Travail demandé ->
1. D'après le texte sur Jaurès, à quelle date Jaurès a-t-il été assassiné ?
2. Reproduisez le passage du texte sur Jaurès qui va de « Jaurés fut rappelons-le, la » jusqu'à « avant l’heure ! » inclus.

Texte fourni ->
►
“Pourquoi ont-ils tué Jaurés ?” (Jacques Brel)

Jean Jaurès 1904 par Nadar

Plutôt Jaurès que Pétain

En cette période de commémoration qui tourne parfois à la réhabilitation rampante dans un discours qui encore une fois tend à confondre patriotisme et justification de la guerre, il est un personnage historique qui passe aux oubliettes de l’Histoire dans un grand décérvellement de la pensée politique. Peut-être serait-il plus utile pour défendre la cause de la paix en Europe d’honorer Jaurés que Pétain ?

Jaurés assassiné

Jaurés fut rappelons-le, la première victime de cette Grande Guerre, assassiné  à la veille de la déclaration de guerre, le 31 juillet 1914 par un assassin traité habilement d’illuminé et gracié en 1919. Et à propos de cet assassinat, on ne pourra jamais pardonner la responsabilité morale de Charles Péguy, tant célébré à Orléans, lui qui rangeait dans le camp de l’ennemi son ancien ami socialiste écrivant des phrases dignes de l’extrême droite la plus odieuse en  qualifiant dans “l’Argent”, Jaurès de “L’homme qui représente en France la politique impériale allemande[…]”” le traitre par essence.”Il a essayé de trahir la France au profit de la politique allemande”… sortes de fake news avant l’heure !
◄
Données extraites ->
►
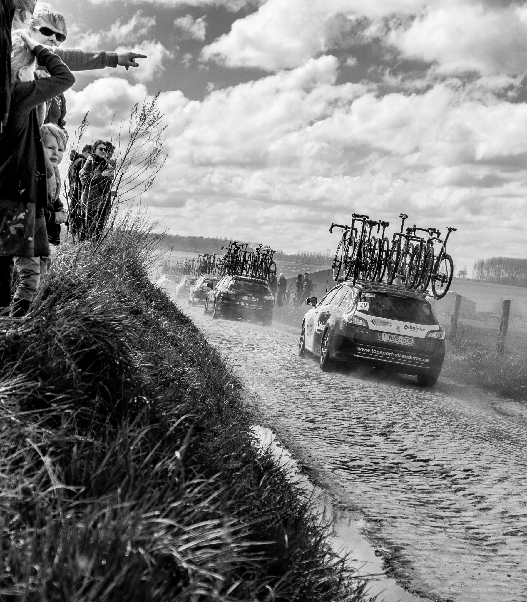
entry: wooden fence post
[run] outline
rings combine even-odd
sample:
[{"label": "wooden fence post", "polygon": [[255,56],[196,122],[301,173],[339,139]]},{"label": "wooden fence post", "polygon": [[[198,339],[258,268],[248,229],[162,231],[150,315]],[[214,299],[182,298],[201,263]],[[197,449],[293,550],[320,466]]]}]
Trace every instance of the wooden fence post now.
[{"label": "wooden fence post", "polygon": [[511,312],[511,301],[504,301],[501,307],[501,322],[499,324],[499,333],[496,341],[496,352],[500,357],[503,357],[505,349],[505,337],[509,327],[509,314]]},{"label": "wooden fence post", "polygon": [[460,308],[461,306],[461,296],[456,295],[454,303],[454,313],[450,323],[450,332],[448,334],[451,341],[455,341],[456,332],[458,329],[458,318],[460,316]]}]

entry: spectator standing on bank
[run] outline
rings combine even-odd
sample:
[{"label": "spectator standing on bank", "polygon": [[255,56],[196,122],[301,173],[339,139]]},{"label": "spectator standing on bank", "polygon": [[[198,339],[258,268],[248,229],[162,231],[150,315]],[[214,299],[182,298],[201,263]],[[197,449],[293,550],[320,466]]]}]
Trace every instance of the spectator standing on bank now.
[{"label": "spectator standing on bank", "polygon": [[62,161],[67,141],[66,132],[55,123],[46,123],[40,129],[46,176],[48,185],[48,205],[44,209],[48,242],[51,245],[48,255],[36,257],[15,257],[14,267],[18,270],[19,283],[14,293],[11,315],[23,315],[37,294],[39,287],[51,265],[54,249],[60,243],[60,225],[67,214],[60,200],[60,173],[58,164]]},{"label": "spectator standing on bank", "polygon": [[302,281],[302,301],[304,303],[306,299],[311,297],[313,290],[313,283],[309,279],[309,274],[307,272],[304,273],[304,279]]},{"label": "spectator standing on bank", "polygon": [[[86,71],[89,69],[104,69],[107,67],[120,65],[128,70],[129,67],[139,67],[136,58],[146,58],[144,54],[135,52],[107,52],[105,51],[89,51],[63,49],[59,48],[67,36],[66,18],[59,13],[52,10],[39,10],[24,26],[28,34],[43,46],[49,46],[52,51],[60,57],[71,71]],[[47,76],[49,73],[45,65],[39,63],[39,77]],[[66,99],[63,95],[58,94],[39,109],[39,123],[45,122],[57,123],[61,128],[66,125]]]},{"label": "spectator standing on bank", "polygon": [[284,296],[285,294],[285,291],[287,290],[287,281],[285,276],[284,275],[283,272],[280,273],[280,277],[278,279],[278,298],[277,299],[278,303],[278,307],[282,307],[284,305]]},{"label": "spectator standing on bank", "polygon": [[31,19],[36,0],[0,2],[0,132],[7,122],[11,102],[11,30]]},{"label": "spectator standing on bank", "polygon": [[[46,160],[37,108],[75,83],[69,69],[49,48],[23,34],[14,34],[11,94],[0,134],[0,306],[10,305],[13,258],[49,255],[44,209],[48,206]],[[38,62],[37,62],[38,61]],[[50,76],[34,79],[37,64]],[[13,315],[23,315],[30,302]]]},{"label": "spectator standing on bank", "polygon": [[80,174],[83,184],[81,240],[100,236],[108,219],[113,170],[110,169],[106,153],[104,141],[97,140],[93,144],[93,156],[86,160]]},{"label": "spectator standing on bank", "polygon": [[71,225],[73,236],[79,235],[81,220],[81,196],[83,194],[83,184],[80,173],[83,166],[88,157],[93,154],[93,147],[91,144],[85,144],[82,154],[73,150],[69,155],[69,169],[67,173],[68,191],[69,197],[69,224]]},{"label": "spectator standing on bank", "polygon": [[296,282],[295,283],[296,285],[296,303],[297,305],[300,305],[300,300],[302,298],[302,274],[299,274],[296,277]]}]

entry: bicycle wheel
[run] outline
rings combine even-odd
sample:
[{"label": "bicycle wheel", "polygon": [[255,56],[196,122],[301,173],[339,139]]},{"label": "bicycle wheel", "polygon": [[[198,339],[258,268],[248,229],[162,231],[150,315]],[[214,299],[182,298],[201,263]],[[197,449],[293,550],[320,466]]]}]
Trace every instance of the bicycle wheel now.
[{"label": "bicycle wheel", "polygon": [[412,259],[412,255],[414,252],[414,246],[412,244],[408,245],[408,248],[401,254],[401,259],[399,261],[399,267],[397,270],[397,277],[401,279],[401,284],[406,288],[410,288],[410,265]]},{"label": "bicycle wheel", "polygon": [[381,256],[381,239],[375,238],[370,243],[370,255],[368,258],[367,279],[373,282],[379,268],[379,259]]},{"label": "bicycle wheel", "polygon": [[414,249],[410,263],[408,267],[408,288],[415,288],[417,282],[421,279],[421,247],[416,246]]},{"label": "bicycle wheel", "polygon": [[391,245],[388,255],[388,261],[386,264],[386,284],[391,284],[395,279],[397,270],[399,267],[399,259],[401,256],[401,246],[398,240],[396,240]]},{"label": "bicycle wheel", "polygon": [[342,241],[338,241],[338,246],[335,252],[335,257],[333,259],[333,264],[331,267],[333,270],[333,279],[337,281],[338,275],[340,273],[340,268],[342,267]]},{"label": "bicycle wheel", "polygon": [[448,293],[454,275],[454,262],[447,253],[440,255],[432,274],[432,292],[437,299],[441,299]]},{"label": "bicycle wheel", "polygon": [[390,253],[390,243],[385,236],[381,243],[381,250],[379,253],[379,261],[377,264],[377,273],[375,275],[375,280],[378,282],[382,282],[384,279],[384,274],[386,272],[386,267],[388,264],[388,256]]},{"label": "bicycle wheel", "polygon": [[419,287],[422,291],[426,291],[430,284],[430,279],[432,278],[432,272],[434,270],[434,249],[430,247],[426,251],[425,255],[425,261],[423,263],[423,270],[421,273],[421,281],[419,282]]},{"label": "bicycle wheel", "polygon": [[276,278],[276,264],[274,261],[272,261],[270,265],[269,265],[269,268],[267,270],[267,280],[269,281],[269,284],[272,284]]},{"label": "bicycle wheel", "polygon": [[357,243],[355,238],[352,237],[349,237],[348,239],[348,243],[346,245],[346,249],[343,253],[344,256],[342,259],[342,272],[345,277],[347,277],[348,275],[351,273],[350,264],[353,262],[353,256],[355,253],[356,246]]}]

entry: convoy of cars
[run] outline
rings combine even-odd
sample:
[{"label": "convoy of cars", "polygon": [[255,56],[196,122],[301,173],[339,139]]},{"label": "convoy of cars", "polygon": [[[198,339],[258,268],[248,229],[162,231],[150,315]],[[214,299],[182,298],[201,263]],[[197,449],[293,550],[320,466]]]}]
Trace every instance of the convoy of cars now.
[{"label": "convoy of cars", "polygon": [[210,288],[208,286],[211,284],[213,287],[220,279],[219,276],[201,276],[196,281],[195,284],[193,284],[189,289],[189,299],[187,303],[189,305],[198,305],[199,303],[205,304],[207,295]]},{"label": "convoy of cars", "polygon": [[197,280],[196,276],[184,276],[176,287],[176,296],[181,298],[188,295],[190,287],[196,284]]},{"label": "convoy of cars", "polygon": [[360,362],[414,374],[435,385],[444,359],[444,331],[426,296],[385,285],[344,281],[320,301],[312,297],[304,316],[298,354],[334,362]]},{"label": "convoy of cars", "polygon": [[205,313],[213,318],[243,318],[270,326],[275,299],[267,280],[250,276],[224,276],[205,301]]},{"label": "convoy of cars", "polygon": [[[269,282],[246,275],[185,276],[176,285],[189,305],[204,304],[214,318],[272,323],[274,298]],[[311,306],[304,317],[301,357],[319,358],[320,368],[359,363],[417,376],[423,386],[437,381],[444,359],[444,330],[420,291],[376,282],[343,281]]]}]

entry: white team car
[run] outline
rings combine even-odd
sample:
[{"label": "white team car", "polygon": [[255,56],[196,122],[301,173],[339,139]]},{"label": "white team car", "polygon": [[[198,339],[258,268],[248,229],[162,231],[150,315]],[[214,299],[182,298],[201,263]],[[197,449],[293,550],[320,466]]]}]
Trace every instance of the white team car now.
[{"label": "white team car", "polygon": [[345,281],[318,301],[302,324],[298,355],[320,356],[320,368],[333,361],[366,364],[414,374],[420,385],[437,381],[444,359],[444,331],[422,293],[385,285]]}]

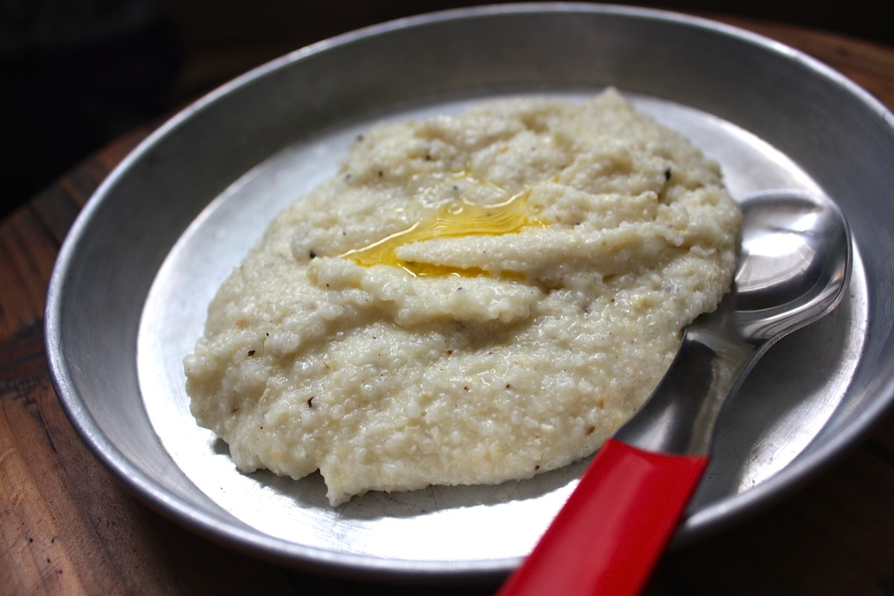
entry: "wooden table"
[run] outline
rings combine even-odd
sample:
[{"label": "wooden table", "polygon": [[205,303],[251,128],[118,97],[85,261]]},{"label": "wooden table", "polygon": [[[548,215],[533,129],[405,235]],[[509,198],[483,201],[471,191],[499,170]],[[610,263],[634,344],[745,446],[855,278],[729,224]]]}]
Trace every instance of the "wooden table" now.
[{"label": "wooden table", "polygon": [[[894,108],[894,48],[727,21],[806,51]],[[0,225],[0,594],[460,592],[299,573],[207,542],[133,498],[77,437],[44,355],[47,280],[79,210],[148,132],[89,157]],[[761,592],[894,593],[894,416],[798,494],[666,556],[648,588],[651,594]]]}]

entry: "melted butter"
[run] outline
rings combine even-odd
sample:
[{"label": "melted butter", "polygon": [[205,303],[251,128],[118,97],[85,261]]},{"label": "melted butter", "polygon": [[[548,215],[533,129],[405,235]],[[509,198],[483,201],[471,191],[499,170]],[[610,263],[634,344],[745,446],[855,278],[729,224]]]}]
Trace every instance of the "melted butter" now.
[{"label": "melted butter", "polygon": [[[397,248],[410,243],[435,238],[458,238],[471,235],[518,234],[529,226],[545,226],[532,213],[528,191],[491,205],[478,205],[460,198],[434,209],[428,219],[378,240],[362,248],[349,251],[342,257],[352,259],[364,267],[392,265],[419,277],[456,275],[475,277],[489,275],[478,268],[457,268],[435,263],[407,261],[397,257]],[[504,277],[514,279],[521,274],[506,272]],[[521,276],[523,277],[523,276]]]}]

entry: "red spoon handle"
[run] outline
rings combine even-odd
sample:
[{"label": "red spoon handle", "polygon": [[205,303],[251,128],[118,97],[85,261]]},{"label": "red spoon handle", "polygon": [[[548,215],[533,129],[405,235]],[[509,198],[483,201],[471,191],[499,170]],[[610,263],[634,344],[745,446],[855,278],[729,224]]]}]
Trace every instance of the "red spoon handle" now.
[{"label": "red spoon handle", "polygon": [[610,438],[500,595],[638,593],[707,464]]}]

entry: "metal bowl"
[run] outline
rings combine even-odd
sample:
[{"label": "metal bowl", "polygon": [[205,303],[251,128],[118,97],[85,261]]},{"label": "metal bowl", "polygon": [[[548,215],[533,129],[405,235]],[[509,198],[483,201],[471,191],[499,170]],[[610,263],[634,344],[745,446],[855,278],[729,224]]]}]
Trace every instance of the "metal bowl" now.
[{"label": "metal bowl", "polygon": [[608,85],[716,158],[734,195],[824,192],[849,219],[848,296],[774,346],[730,404],[675,543],[802,485],[894,396],[894,117],[774,41],[594,4],[475,8],[366,29],[252,71],[162,126],[88,203],[53,274],[46,347],[72,424],[139,498],[244,552],[355,575],[506,573],[586,463],[523,482],[368,494],[331,508],[318,476],[236,472],[225,446],[189,415],[181,360],[264,226],[334,173],[371,123]]}]

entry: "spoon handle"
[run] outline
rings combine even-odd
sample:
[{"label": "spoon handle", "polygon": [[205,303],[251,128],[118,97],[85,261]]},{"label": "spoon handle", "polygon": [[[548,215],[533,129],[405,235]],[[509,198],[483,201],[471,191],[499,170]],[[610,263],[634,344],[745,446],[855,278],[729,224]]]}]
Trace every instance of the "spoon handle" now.
[{"label": "spoon handle", "polygon": [[610,438],[500,596],[639,593],[707,464]]}]

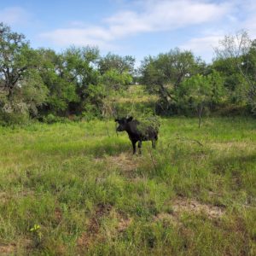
◄
En réponse ->
1. Le 31 juillet 1914, à la veille de la déclaration de guerre.

2.
Jaurés fut rappelons-le, la première victime de cette Grande Guerre, assassiné  à la veille de la déclaration de guerre, le 31 juillet 1914 par un assassin traité habilement d’illuminé et gracié en 1919. Et à propos de cet assassinat, on ne pourra jamais pardonner la responsabilité morale de Charles Péguy, tant célébré à Orléans, lui qui rangeait dans le camp de l’ennemi son ancien ami socialiste écrivant des phrases dignes de l’extrême droite la plus odieuse en  qualifiant dans “l’Argent”, Jaurès de “L’homme qui représente en France la politique impériale allemande[…]”” le traitre par essence.”Il a essayé de trahir la France au profit de la politique allemande”… sortes de fake news avant l’heure !